- [INSTRUCTIONS]
a – In the thread on outrunning the police, what chance is given of ending up on YouTube if you get caught?
b – Reproduce the part of the thread on outrunning the police between "The main thing" and "(Nov 10, 2013)", inclusive.
— Start PAGE EXTRACT —
Oh, yeah... You'll have so much fun; but, if you get caught; ask your face to be distorted, because, there's a 60% chance you'll end up on YouTube... Let me know where to find the video, OK?


----------



## niss (Apr 25, 2010)

Snow Leopard said:


> There is a small window of opportunity when you can run from the cops (for a minor traffic offence) and get away with it, but you have to be on it straight away. Basically they have to be held up in some way (eg giving way to traffic) and the driver has to get out of the car (in a populated area) without them seeing.
> 
> If they are already tailing you, then you have no chance.
> 
> And that is all I'm going to say on this matter. :wink:


It also helps to have a bit of a daredevil streak in you, and to be driving a really fast car.


----------



## Stelmaria (Sep 30, 2011)

niss said:


> It also helps to have a bit of a daredevil streak in you, and to be driving a really fast car.


The problem is that cops here are decked out with fancy electronic gear, everything is recorded. If you out ran them, you'd have to dump your car and you'd have to fake that your car was stolen. (and that is pretty hard to do unless you are a car thief yourself).


----------



## niss (Apr 25, 2010)

Snow Leopard said:


> The problem is that cops here are decked out with fancy electronic gear, everything is recorded. If you out ran them, you'd have to dump your car and you'd have to fake that your car was stolen. (and that is pretty hard to do unless you are a car thief yourself).


Of course there are limitations, and technology has improved, but it still happens...even today.


----------



## PowerShell (Feb 3, 2013)

niss said:


> Of course there are limitations, and technology has improved, but it still happens...even today.


The main thing is having a fast car that can also accelerate very fast since the cops' cars are usually pretty quick to get up to speed. Also knowing the area well and knowing where to turn off and hide helps.


----------



## GoosePeelings (Nov 10, 2013)

"outrun the cops in a car" means outrunning the cops while driving a car. That the one who outruns them drives the car. I'm sorry for being a Grammar Nazi.


----------



## WickerDeer (Aug 1, 2012)

Not in a car. What if you hit someone or caused an accident?


----------



## Damagedfinger (Oct 27, 2013)

Okay, let's see hmmmm... driving a car on a high speed while annoying police alarms are behind you... sounds fun.

5 min later.

Caught.

Well if you compare them you can obviously see that when you get caught the fun just drowns... useless fun. If only you stayed at home playing chess... idiot head.


I'm too lazy to play with others especially tag, exhausting.


----------



## ElectricHead (Jun 3, 2011)
— End PAGE EXTRACT —
— Start EXTRACTED RECORDS —
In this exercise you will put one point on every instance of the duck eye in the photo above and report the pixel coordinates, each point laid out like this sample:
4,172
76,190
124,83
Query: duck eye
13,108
— End EXTRACTED RECORDS —
— Start EXTRACTED RECORDS —
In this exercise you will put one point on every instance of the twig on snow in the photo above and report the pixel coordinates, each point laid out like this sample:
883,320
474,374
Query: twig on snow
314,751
— End EXTRACTED RECORDS —
- [EXERCISE RESPONSES]
a – A 60% chance.

b –
The main thing is having a fast car that can also accelerate very fast since the cops' cars are usually pretty quick to get up to speed. Also knowing the area well and knowing where to turn off and hide helps.


----------



## GoosePeelings (Nov 10, 2013)